DIRECTIONS
For the records below, output every line from the one holding "Where can the white travel" through the final line, unaltered, and no other lines.

[Opening THE INPUT section]

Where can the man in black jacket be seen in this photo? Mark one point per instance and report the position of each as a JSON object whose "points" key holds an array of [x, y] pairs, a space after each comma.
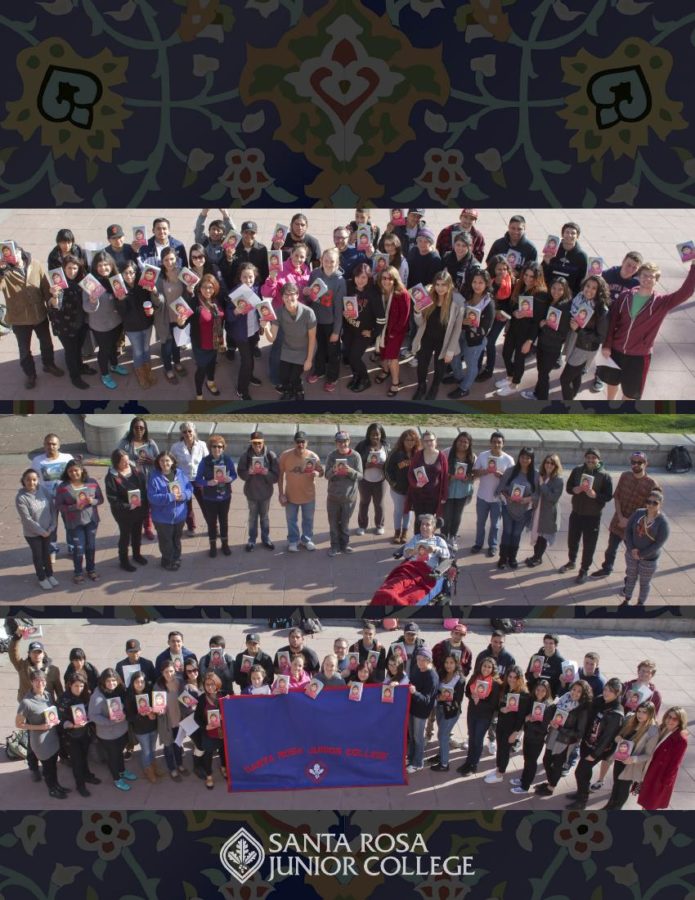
{"points": [[588, 499], [253, 648], [551, 670], [599, 740]]}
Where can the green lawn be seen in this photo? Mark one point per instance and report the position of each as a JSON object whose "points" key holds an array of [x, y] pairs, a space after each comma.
{"points": [[643, 423]]}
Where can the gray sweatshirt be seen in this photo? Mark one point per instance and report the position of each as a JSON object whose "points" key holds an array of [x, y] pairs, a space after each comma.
{"points": [[343, 487], [36, 511]]}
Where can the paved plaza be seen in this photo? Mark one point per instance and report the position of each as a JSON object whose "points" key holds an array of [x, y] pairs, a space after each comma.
{"points": [[104, 640], [608, 233]]}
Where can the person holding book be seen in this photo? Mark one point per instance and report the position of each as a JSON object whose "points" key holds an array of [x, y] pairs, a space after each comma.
{"points": [[423, 687], [126, 493], [490, 466], [296, 647], [74, 729], [217, 660], [373, 450], [359, 332], [545, 523], [553, 328], [427, 495], [515, 705], [44, 739], [438, 328], [396, 301], [588, 328], [36, 509], [142, 722], [396, 473], [168, 493], [371, 651], [641, 733], [539, 714], [215, 475], [588, 501], [212, 735], [259, 469], [483, 691], [518, 490], [662, 769], [603, 727], [299, 468], [77, 499], [448, 707], [168, 720], [142, 451], [646, 533], [635, 320], [566, 729], [26, 289], [107, 711], [631, 493]]}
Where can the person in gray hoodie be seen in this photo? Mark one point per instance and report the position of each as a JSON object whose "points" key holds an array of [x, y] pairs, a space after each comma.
{"points": [[329, 318], [646, 533], [259, 470], [37, 514], [343, 471]]}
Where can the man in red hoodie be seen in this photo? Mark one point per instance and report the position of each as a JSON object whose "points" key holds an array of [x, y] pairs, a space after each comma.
{"points": [[635, 320]]}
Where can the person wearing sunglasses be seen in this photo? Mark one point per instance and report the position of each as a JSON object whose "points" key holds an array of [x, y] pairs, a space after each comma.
{"points": [[646, 533]]}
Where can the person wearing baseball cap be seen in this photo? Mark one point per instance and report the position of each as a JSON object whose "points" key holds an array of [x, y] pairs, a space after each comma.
{"points": [[590, 487], [631, 493], [466, 222], [258, 468], [134, 658], [344, 472]]}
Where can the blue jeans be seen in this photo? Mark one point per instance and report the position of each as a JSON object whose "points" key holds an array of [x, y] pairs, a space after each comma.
{"points": [[512, 530], [471, 357], [140, 342], [444, 729], [147, 744], [483, 509], [477, 728], [416, 740], [292, 515], [83, 541]]}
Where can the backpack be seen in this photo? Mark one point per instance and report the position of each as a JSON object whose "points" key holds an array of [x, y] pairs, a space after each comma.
{"points": [[17, 745], [678, 460]]}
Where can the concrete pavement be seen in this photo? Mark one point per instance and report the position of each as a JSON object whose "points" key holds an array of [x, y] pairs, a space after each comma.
{"points": [[605, 232]]}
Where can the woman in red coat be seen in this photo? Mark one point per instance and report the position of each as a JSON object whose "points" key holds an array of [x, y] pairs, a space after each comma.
{"points": [[428, 479], [397, 313], [662, 771]]}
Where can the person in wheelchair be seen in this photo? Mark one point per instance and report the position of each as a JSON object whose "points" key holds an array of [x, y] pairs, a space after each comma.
{"points": [[420, 577]]}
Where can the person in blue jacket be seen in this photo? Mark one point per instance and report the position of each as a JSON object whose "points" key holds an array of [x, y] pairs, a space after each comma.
{"points": [[168, 491], [215, 475]]}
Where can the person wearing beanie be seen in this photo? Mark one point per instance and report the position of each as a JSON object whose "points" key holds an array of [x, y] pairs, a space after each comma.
{"points": [[590, 488]]}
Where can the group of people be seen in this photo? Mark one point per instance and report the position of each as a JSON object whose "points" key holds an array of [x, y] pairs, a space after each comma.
{"points": [[555, 708], [406, 293], [151, 490]]}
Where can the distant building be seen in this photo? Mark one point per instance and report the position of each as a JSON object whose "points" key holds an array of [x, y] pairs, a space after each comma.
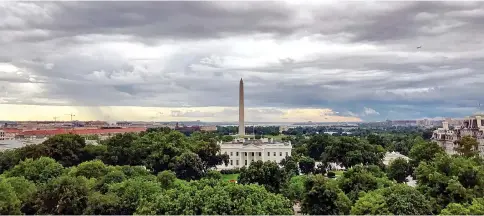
{"points": [[471, 126], [35, 134], [208, 128], [243, 151], [390, 156]]}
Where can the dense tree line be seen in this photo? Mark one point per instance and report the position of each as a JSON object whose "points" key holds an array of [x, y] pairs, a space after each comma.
{"points": [[165, 172]]}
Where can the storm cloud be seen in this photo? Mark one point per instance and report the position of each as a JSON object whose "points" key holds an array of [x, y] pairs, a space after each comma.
{"points": [[354, 58]]}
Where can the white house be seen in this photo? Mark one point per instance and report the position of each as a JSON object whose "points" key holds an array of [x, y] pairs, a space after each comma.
{"points": [[242, 152], [390, 156]]}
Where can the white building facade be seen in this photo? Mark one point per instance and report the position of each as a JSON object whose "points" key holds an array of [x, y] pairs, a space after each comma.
{"points": [[471, 126], [243, 152]]}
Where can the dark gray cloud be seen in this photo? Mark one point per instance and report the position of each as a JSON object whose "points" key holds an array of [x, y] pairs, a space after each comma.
{"points": [[358, 58]]}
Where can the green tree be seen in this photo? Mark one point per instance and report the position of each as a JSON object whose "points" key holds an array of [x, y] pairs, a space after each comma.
{"points": [[9, 202], [268, 174], [294, 188], [209, 153], [63, 195], [67, 149], [399, 170], [103, 204], [39, 170], [167, 179], [359, 179], [113, 176], [323, 197], [206, 197], [290, 166], [91, 169], [132, 191], [164, 150], [94, 152], [467, 146], [25, 191], [214, 174], [189, 166], [306, 164], [316, 145], [451, 179], [350, 151], [121, 149], [475, 208], [398, 199], [423, 151]]}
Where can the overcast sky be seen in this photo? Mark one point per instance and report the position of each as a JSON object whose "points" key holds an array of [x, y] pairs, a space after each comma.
{"points": [[344, 61]]}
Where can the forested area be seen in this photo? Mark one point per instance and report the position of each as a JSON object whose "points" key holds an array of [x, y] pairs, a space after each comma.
{"points": [[165, 172]]}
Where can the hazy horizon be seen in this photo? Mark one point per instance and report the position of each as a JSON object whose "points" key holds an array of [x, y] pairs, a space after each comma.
{"points": [[300, 61]]}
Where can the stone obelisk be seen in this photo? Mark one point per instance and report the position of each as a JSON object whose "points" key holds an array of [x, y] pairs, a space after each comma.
{"points": [[241, 109]]}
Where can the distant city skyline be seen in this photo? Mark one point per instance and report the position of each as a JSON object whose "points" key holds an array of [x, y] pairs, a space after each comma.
{"points": [[300, 60]]}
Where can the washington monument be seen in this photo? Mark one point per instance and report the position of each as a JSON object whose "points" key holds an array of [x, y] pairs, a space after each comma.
{"points": [[241, 109]]}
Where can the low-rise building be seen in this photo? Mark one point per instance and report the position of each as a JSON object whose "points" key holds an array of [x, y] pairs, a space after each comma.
{"points": [[471, 126], [244, 151], [209, 128], [390, 156], [100, 132]]}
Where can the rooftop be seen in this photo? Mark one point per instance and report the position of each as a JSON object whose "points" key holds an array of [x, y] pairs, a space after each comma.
{"points": [[79, 131]]}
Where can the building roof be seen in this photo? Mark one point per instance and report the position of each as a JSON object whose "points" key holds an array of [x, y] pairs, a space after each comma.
{"points": [[255, 146], [11, 130], [79, 131]]}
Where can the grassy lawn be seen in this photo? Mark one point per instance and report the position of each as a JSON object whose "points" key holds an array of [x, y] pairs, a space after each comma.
{"points": [[228, 177]]}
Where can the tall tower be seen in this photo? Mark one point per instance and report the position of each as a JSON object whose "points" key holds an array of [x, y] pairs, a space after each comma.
{"points": [[241, 108]]}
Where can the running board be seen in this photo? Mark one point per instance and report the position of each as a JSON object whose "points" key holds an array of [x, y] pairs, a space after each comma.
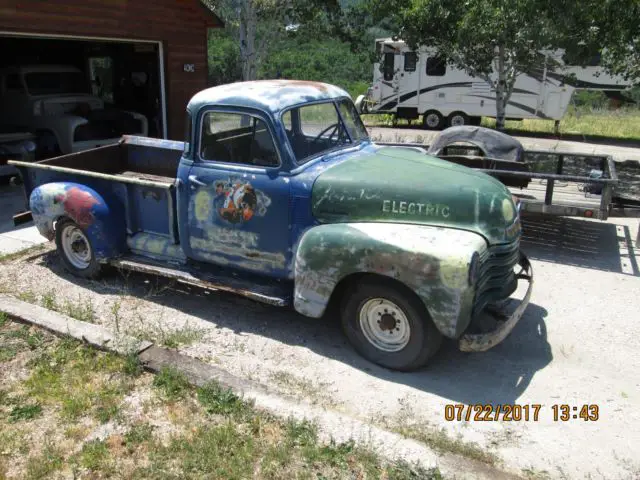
{"points": [[269, 291]]}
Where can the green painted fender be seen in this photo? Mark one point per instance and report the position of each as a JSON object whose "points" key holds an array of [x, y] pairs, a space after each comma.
{"points": [[431, 261]]}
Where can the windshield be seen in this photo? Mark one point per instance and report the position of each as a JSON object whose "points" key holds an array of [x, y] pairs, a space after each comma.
{"points": [[321, 127], [47, 83]]}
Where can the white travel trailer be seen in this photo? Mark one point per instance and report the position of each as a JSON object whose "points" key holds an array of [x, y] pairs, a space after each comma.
{"points": [[408, 84]]}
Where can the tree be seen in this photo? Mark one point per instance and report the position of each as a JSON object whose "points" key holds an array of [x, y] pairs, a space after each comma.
{"points": [[257, 24], [605, 27], [498, 40]]}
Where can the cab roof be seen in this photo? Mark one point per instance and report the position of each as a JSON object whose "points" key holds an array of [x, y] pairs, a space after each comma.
{"points": [[269, 95]]}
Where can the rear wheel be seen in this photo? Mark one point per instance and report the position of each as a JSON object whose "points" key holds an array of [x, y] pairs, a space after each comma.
{"points": [[75, 250], [389, 326], [433, 120]]}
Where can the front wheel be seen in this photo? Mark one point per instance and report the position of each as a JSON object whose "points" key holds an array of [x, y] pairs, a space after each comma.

[Closing THE INPUT section]

EXERCISE RESULT
Where can the white travel trailer be seen in this photo? Mark one point per instance and report the position of each as a JSON object whose "points" key holds an array of [x, y] pairs, a space after each comma.
{"points": [[408, 84]]}
Where can the tree be seen in this photo? Mark one point per instance and report the position of each as a JSON object whose "points" key holds an array of [x, y] pairs, a space after each comma.
{"points": [[257, 24], [605, 27], [498, 40]]}
Where can the cab roof be seen in this photo? Mark one point per instance and report the position of each as a JSON object whose "points" key holds an array of [x, y] pairs, a space after each comma.
{"points": [[269, 95]]}
Where can the rear wheel be seen in this photo? Mark one point per instance and report the position of each as a JSON object whose "points" key holds an array of [x, y] pairs, a space after each comma.
{"points": [[75, 250], [389, 326], [433, 120]]}
Where can the front wheel be seen in this photo? Mark one point per instance and report the position of each as a JSON object whose "points" key holds an array of [x, y] pairs, a space after each comma.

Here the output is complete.